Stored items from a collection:
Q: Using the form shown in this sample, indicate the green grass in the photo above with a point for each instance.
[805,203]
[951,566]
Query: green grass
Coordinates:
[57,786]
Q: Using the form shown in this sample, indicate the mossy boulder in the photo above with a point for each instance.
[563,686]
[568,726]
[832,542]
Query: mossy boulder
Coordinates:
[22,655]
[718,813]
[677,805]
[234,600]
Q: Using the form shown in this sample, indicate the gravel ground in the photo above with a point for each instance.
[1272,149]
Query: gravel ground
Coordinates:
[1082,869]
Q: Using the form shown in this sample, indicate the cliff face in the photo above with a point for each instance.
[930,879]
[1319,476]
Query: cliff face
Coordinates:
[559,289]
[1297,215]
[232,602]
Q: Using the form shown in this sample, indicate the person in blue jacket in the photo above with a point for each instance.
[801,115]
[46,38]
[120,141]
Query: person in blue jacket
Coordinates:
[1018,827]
* * *
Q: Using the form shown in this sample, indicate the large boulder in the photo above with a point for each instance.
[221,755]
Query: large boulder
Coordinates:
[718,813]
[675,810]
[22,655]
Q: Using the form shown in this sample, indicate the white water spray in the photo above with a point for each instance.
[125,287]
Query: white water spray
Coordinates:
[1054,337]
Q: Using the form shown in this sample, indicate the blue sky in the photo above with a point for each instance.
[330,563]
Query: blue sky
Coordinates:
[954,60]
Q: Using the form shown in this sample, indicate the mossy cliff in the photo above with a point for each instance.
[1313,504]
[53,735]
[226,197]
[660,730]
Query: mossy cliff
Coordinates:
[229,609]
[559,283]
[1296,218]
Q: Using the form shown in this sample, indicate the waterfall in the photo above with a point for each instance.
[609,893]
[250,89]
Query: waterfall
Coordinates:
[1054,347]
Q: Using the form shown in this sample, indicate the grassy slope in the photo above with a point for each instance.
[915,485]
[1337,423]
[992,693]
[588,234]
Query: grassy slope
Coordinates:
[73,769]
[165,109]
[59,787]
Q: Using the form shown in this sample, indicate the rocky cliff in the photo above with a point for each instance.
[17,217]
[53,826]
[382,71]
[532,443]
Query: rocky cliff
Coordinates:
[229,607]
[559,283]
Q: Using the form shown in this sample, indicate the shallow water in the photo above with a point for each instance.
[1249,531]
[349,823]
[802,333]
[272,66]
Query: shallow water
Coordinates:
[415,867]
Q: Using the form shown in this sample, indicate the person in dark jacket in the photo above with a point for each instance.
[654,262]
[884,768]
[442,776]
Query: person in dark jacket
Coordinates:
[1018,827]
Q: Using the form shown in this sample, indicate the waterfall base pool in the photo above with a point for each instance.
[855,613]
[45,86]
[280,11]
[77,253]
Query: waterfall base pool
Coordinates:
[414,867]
==
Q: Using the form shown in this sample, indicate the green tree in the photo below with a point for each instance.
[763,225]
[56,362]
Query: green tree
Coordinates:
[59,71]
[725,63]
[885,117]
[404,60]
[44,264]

**DIRECTIONS:**
Pick every line of the data that includes the string "dark".

**EXERCISE SOLUTION:**
Q: Using the form shown in this sample, indicate the person in dark jacket in the photo above with a point for each instance.
Query: person in dark jacket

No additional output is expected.